▸ READING PASSAGE:
──────

But beyond a few extra dollars and a wooden stage to perform, the renaissance of outdoor comedy shows in D.C. also might’ve given local comics something else: booking power. And that could mean big things for the future.

“People aren’t going into comedy clubs. You have the same booking power as any of these higher comedy clubs. The power’s in your hands,” Asifo says. It worked for him. Before the pandemic, he was getting booked a lot in D.C. He was on the up-and-up. Now, “I don’t really care if this club is not booking me. I book myself,” he says.

Like Kurtz, the trio promoted their shows on Instagram. Tickets originally started at $7, but they eventually bumped the price up to $15 to pay both comics and musicians. It wasn’t a ton of money, Stewart says, but “it was worth it because we were keeping comedy alive.”

Being outdoors wasn’t a perfect replacement for comedy clubs, though, and there’s a reason why: It can be hard to appeal to an outdoor, masked crowd. Jokes might take forever to travel around the backyard, and comics may not be able to tell if a joke landed.

“As we do a comedy show in somebody’s yard, the laughs literally evaporate into the atmosphere,” Stewart says. Hedrick describes it like talking to an ex: You’re familiar, yet distant.

──────

Point-per-instance localization records
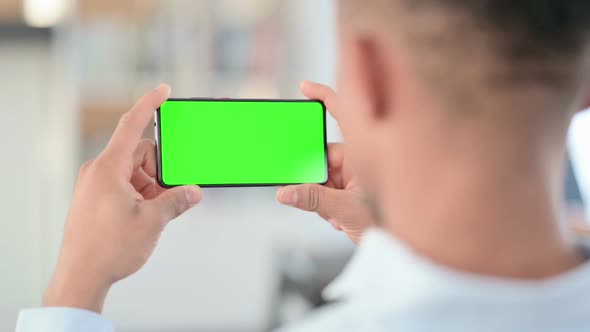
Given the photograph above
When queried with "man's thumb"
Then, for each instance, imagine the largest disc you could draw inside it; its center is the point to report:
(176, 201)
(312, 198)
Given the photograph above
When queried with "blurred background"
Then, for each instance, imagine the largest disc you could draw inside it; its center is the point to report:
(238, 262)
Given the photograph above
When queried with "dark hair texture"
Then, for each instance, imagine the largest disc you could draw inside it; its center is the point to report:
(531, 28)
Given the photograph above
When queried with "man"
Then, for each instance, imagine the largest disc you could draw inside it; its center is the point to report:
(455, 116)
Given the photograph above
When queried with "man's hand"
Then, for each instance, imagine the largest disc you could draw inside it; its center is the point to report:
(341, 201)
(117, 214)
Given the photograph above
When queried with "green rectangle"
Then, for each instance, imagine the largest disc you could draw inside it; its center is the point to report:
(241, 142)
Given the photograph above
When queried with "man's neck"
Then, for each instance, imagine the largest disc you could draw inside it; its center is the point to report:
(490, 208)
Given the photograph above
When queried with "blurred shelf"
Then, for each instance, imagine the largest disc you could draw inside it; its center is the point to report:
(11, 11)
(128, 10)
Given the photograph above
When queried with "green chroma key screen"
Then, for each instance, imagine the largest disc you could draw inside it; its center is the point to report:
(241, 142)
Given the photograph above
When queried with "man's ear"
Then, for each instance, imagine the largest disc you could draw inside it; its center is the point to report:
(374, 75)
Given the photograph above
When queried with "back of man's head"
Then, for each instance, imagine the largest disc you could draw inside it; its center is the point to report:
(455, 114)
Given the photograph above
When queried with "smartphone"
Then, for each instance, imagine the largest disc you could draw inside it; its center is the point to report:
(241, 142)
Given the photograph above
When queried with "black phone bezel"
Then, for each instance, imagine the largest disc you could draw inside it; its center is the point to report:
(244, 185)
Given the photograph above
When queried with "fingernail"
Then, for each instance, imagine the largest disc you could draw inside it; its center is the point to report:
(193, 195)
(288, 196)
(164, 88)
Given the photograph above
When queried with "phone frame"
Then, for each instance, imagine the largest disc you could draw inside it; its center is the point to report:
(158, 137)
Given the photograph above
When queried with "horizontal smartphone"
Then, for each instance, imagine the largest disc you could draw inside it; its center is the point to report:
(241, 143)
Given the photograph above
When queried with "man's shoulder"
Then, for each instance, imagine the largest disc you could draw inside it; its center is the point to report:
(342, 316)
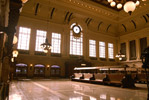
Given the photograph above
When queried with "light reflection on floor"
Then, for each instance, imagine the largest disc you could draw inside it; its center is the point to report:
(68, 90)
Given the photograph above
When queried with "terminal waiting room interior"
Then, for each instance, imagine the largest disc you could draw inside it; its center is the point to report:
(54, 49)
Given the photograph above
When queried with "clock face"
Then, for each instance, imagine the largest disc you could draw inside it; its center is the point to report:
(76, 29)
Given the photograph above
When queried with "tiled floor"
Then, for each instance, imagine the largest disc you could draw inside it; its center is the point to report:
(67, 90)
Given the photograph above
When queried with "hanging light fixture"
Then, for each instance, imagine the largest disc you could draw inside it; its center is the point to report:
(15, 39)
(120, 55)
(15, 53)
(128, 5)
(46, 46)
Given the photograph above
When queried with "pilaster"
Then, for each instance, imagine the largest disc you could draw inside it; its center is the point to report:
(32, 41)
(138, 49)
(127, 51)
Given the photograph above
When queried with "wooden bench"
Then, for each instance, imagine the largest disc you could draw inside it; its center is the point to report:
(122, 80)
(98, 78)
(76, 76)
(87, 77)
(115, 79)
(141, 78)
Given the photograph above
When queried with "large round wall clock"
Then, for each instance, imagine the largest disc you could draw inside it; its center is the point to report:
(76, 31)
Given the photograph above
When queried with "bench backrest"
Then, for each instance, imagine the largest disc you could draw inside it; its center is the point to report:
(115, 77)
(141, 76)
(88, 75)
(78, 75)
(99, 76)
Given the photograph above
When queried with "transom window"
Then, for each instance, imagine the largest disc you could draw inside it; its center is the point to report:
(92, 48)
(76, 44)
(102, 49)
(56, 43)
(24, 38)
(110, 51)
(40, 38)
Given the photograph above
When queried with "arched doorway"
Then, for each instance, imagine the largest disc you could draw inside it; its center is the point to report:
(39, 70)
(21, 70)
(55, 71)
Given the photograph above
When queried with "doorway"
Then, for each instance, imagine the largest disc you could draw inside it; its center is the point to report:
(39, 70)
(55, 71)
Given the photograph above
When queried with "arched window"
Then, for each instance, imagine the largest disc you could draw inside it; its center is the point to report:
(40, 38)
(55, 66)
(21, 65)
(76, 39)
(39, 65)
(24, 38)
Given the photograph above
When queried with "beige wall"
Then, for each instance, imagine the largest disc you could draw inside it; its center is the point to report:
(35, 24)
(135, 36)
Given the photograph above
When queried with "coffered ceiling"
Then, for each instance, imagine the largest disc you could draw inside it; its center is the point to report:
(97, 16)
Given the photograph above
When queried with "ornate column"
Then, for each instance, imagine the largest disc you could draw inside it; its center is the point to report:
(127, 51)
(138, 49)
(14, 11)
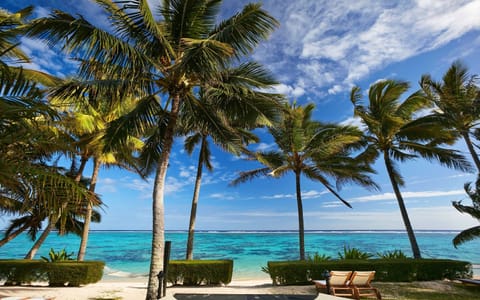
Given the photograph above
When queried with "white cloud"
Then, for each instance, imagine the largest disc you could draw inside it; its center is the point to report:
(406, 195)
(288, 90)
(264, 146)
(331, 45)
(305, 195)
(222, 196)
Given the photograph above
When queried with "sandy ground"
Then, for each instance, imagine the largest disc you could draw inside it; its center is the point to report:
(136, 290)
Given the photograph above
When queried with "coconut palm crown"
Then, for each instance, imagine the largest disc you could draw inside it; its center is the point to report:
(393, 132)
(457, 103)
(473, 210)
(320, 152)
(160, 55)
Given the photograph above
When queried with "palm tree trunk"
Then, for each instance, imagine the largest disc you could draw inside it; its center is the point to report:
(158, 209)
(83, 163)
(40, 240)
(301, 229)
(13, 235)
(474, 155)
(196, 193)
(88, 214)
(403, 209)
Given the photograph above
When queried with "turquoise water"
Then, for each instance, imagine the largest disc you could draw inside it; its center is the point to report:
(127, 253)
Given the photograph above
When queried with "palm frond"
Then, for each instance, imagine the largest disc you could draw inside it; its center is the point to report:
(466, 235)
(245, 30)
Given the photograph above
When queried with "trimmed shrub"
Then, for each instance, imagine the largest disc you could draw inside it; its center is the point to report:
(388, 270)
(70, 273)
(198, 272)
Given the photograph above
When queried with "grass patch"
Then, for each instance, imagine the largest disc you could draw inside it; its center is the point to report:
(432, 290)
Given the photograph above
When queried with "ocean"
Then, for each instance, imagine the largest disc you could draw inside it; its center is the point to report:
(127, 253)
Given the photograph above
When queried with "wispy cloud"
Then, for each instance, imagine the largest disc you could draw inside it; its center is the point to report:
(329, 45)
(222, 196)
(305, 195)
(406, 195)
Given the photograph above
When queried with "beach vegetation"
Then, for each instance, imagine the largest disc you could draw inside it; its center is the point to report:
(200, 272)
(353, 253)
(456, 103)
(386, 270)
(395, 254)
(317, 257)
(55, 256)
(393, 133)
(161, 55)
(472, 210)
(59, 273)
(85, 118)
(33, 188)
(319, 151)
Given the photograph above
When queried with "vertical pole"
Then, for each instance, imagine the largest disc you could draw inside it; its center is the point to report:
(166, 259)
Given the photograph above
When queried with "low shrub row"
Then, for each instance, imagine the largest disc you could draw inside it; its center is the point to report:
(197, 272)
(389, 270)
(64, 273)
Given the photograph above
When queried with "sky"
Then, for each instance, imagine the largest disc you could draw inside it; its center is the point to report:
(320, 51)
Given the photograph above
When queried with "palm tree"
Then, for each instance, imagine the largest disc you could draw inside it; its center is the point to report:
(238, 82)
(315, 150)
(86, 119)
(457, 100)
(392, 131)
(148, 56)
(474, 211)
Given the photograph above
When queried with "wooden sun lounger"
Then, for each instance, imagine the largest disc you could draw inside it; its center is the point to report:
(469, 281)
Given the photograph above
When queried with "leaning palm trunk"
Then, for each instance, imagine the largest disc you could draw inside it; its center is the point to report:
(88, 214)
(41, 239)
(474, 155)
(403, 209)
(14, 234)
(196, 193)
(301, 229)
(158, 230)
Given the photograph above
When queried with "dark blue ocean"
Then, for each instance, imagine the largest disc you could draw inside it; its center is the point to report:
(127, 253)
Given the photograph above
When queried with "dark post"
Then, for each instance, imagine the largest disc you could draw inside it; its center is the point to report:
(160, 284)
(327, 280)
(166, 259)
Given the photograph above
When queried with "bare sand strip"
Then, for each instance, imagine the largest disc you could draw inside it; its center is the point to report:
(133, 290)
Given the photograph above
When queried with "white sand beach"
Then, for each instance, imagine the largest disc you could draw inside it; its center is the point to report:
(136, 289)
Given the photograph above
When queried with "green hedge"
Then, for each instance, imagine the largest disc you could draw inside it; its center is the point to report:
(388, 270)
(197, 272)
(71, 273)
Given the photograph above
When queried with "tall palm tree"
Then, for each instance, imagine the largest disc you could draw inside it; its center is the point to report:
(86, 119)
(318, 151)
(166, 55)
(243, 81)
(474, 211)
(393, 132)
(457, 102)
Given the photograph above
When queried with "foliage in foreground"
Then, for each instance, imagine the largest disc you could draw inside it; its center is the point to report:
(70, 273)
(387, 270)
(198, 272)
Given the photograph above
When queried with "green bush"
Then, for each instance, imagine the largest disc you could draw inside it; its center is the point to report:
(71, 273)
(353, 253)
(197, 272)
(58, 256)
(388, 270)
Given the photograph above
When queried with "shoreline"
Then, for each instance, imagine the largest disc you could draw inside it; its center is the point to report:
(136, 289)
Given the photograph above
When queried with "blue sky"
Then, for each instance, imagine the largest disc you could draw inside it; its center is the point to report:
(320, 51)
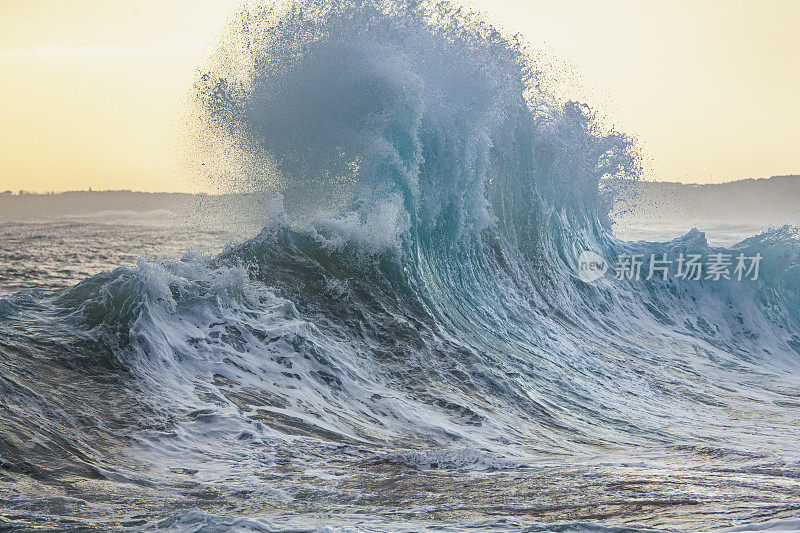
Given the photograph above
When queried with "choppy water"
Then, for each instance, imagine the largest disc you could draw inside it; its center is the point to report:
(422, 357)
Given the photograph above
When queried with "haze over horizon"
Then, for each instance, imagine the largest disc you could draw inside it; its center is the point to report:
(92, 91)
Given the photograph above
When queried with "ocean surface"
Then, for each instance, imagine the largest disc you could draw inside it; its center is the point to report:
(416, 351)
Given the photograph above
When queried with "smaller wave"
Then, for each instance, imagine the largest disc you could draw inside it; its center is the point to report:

──────

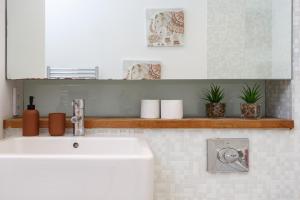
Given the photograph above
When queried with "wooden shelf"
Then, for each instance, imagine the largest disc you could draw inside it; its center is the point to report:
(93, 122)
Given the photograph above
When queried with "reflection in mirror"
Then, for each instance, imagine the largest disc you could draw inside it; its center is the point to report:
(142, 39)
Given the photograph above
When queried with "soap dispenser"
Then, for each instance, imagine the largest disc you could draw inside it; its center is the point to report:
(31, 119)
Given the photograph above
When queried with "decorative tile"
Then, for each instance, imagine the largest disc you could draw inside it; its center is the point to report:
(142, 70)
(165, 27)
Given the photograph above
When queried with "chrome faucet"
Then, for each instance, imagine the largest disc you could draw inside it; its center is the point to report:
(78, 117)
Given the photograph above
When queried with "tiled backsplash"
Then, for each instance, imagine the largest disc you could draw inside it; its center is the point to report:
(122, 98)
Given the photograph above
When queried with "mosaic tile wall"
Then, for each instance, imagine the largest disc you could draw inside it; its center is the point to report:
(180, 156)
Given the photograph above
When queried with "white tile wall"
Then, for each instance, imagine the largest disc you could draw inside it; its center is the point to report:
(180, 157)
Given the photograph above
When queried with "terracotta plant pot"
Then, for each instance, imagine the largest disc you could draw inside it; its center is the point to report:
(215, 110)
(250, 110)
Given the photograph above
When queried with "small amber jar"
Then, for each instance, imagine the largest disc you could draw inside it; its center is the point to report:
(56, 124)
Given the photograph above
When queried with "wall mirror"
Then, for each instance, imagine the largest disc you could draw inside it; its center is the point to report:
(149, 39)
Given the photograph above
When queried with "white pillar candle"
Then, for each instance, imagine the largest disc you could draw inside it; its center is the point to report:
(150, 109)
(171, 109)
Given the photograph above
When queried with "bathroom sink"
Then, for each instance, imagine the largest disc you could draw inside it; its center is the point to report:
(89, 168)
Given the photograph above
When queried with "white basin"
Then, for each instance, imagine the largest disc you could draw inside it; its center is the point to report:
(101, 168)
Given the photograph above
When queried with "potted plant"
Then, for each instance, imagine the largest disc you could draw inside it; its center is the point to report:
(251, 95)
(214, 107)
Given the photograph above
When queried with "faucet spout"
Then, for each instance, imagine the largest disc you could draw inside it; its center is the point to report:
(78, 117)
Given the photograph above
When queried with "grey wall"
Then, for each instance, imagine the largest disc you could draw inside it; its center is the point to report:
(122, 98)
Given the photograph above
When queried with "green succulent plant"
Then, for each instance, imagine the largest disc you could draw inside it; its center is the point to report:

──────

▸ TASK 1: List every person named by surname in the passage on outdoor comedy shows in D.C.
▸ TASK 2: Write the next few sentences of the piece on outdoor comedy shows in D.C., starting after its final sentence.
The records are separate material and have no connection to the text about outdoor comedy in D.C.

▸ RESPONSE 1: Asifo, Kurtz, Stewart, Hedrick

▸ RESPONSE 2:
But as the summer went on, more outdoor shows began to crop up. Jenny Questell, 28, and Caitlin McDevitt, 26, got started in September, resurrecting their brand Living Room Shows—which they started at the beginning of 2020—after performing at outdoor shows done by CryBaby DC and Shows We Put On. But they added their own personal flair: Living Room Shows were originally meant to be intimate house shows. Now, they had to do them outside where, rather than cozy and close in living rooms, participants were masked and scattered around a yard, and laughter and reaction were much harder to gauge. Still, Questell and McDevitt threw themselves into trying to instill that same level of intimacy
through decoration.

“We think about a lot of little details,” McDevitt says. “We were building an aesthetic.”

That included decorations, hand sanitizer, fairy lights, and cupcakes. When the temperature dropped, they passed out blankets and hot cider until it finally was too cold to continue in November.

Unlike the others, Questell and McDevitt enforced a pay-what-you-can model by putting a Venmo handle onto a sign at the show, which Questell says worked better than charging $10 a ticket; some people ended up paying $20 or $30 after enjoying a show.

Questell agrees bringing about outdoor shows has given more comics power in the scene. “We’ve all sort of figured out how to run these outdoor shows,” she says. “If hopefully we get out of this and get to move back inside … some different key players are kind of on the scene, as far as producing goes.”

But Kurtz, who played a big role in starting these outdoor shows, adds that many comics still lost time in furthering their careers. Many comedy venues have also closed. But that means the community has become closer, he argues, and Kurtz says that will bring many of them back to the stage, either via more outdoor shows or eventually getting back into crowded bars.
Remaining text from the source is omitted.